→ What needs to be done: Restate the whole of the data verbatim, omitting nothing.

---------- Data extracts ----------

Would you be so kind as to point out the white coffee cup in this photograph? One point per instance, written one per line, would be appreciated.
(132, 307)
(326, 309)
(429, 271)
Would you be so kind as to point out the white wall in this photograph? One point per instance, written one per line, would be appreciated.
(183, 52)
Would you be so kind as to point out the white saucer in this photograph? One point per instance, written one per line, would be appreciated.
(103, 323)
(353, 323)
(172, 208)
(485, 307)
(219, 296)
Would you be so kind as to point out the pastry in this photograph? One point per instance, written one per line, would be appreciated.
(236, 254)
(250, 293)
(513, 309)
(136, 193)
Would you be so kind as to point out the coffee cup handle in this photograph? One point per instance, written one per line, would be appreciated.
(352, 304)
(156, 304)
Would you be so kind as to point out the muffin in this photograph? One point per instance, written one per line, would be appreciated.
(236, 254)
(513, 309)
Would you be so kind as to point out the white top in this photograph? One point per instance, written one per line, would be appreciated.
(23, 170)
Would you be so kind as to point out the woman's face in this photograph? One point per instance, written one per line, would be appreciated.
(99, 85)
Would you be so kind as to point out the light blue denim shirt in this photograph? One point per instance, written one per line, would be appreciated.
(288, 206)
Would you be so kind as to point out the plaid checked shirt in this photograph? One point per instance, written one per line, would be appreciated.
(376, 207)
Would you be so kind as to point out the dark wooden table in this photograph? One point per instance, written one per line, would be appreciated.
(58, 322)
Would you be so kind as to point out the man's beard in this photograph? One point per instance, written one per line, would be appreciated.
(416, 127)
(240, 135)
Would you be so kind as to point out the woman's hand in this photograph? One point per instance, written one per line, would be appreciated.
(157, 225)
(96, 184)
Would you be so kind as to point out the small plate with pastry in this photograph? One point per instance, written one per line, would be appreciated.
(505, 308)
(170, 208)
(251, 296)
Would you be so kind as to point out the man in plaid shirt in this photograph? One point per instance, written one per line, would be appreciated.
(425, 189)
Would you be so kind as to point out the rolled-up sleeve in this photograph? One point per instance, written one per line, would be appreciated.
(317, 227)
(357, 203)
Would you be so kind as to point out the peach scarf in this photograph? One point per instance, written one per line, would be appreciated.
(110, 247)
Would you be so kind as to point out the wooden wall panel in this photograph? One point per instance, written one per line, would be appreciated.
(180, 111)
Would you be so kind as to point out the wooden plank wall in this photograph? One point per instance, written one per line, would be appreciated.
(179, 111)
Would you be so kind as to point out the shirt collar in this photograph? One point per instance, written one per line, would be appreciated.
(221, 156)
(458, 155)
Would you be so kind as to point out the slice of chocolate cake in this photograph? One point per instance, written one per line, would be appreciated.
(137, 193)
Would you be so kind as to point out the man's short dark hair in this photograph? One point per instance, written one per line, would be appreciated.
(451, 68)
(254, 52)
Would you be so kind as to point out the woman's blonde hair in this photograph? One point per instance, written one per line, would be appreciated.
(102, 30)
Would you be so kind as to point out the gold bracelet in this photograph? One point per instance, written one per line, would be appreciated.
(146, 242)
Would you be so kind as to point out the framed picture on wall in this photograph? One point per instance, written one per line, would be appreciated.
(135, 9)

----------

→ Response:
Would you be so kind as to point out the white coffee cup in this photograph? One point per instance, written one per line, would be appreciated.
(132, 307)
(326, 309)
(429, 271)
Would you be so kind as to point out the white wall in this photograph? One point per instance, written one per line, would be appreciated.
(183, 52)
Would you be so kind as to point out the white saucer in this photograph? One point per instance, written one per line, would be appreciated.
(103, 323)
(353, 323)
(172, 208)
(485, 307)
(219, 296)
Would you be so kind as to point out the pastry in this photograph? One point per instance, written one per line, would be appreciated.
(236, 254)
(250, 293)
(513, 309)
(136, 193)
Would you be so kind as to point out the coffee cup handle in this photograph? One point per instance, written one per line, would be appreciated.
(352, 304)
(156, 304)
Would you be so kind as to point out the muffin in this photograph? One point per instance, written one per line, would be appreciated.
(236, 254)
(513, 309)
Would you be so kind as to point out the white top in this photograph? One point per instance, written one per line, would be appreciated.
(23, 170)
Would you be so kind as to point out the woman's face in this photograph? One point per instance, written one per line, would be appreciated.
(99, 85)
Would you be so kind as to point out the light blue denim shirt in this photograph? One point per instance, written one per line, would be appreciated.
(288, 206)
Would you be so kind as to point out the plaid checked shirt in this photograph? One point per instance, written one per line, would be appreciated.
(376, 207)
Would you be so kind as to point out the dark wooden table in this photograph? One point per instance, written one per line, would be appreciated.
(58, 322)
Would you be so kind as to point out the man's beard in this photograph? One point per instance, written one per line, would be appreciated.
(416, 127)
(240, 135)
Would you be so kind as to point out the woman's hand in this photograph? One point per instance, written one per line, would be appreciated.
(157, 225)
(96, 184)
Would you be so kind as to point out the small plate with pastry in this photograph? One point per instance, written one per line, would be appreciated.
(505, 308)
(170, 208)
(251, 296)
Would you be so kind as to point out the man in plaid shirt in this photograph? One point per instance, written one per line, would be appreciated.
(425, 189)
Would you be so kind as to point out the rolled-up sleeve in this photograph? One point per instance, written one per line, would be appreciated.
(317, 227)
(357, 203)
Would you be so kind as to point out the peach scarf in this photograph? One point per instance, written one per line, would be appreciated.
(110, 247)
Would you be so kind as to point out the wooden wall panel in this photograph? One point per instance, written one per line, would be appreciated.
(180, 111)
Would you be so kind as to point out the wooden plank wall in this photograph? One point per instance, written one per line, would be appreciated.
(179, 111)
Would you be so kind as to point out the shirt collar in this photograph? One point per instance, written one per line, would be appreciated.
(221, 156)
(458, 155)
Would you be so kind as to point out the slice of chocolate cake in this photograph? One point per instance, written one per line, would be appreciated.
(137, 193)
Would you be so kind as to point out the man's short dark hair in this photograph? One point per instance, written one per line, would be appreciated.
(451, 68)
(254, 52)
Would you be so kind as to point out the woman's blonde hair in this photograph? One point per instance, written one per line, would be appreciated.
(102, 30)
Would you be so kind as to point out the gold bracelet in this photograph? One point per instance, written one per line, would be appreciated.
(146, 242)
Would you be so kind as to point out the framed picture on wall in this photograph? One point per instance, written one per line, would be appreciated.
(135, 9)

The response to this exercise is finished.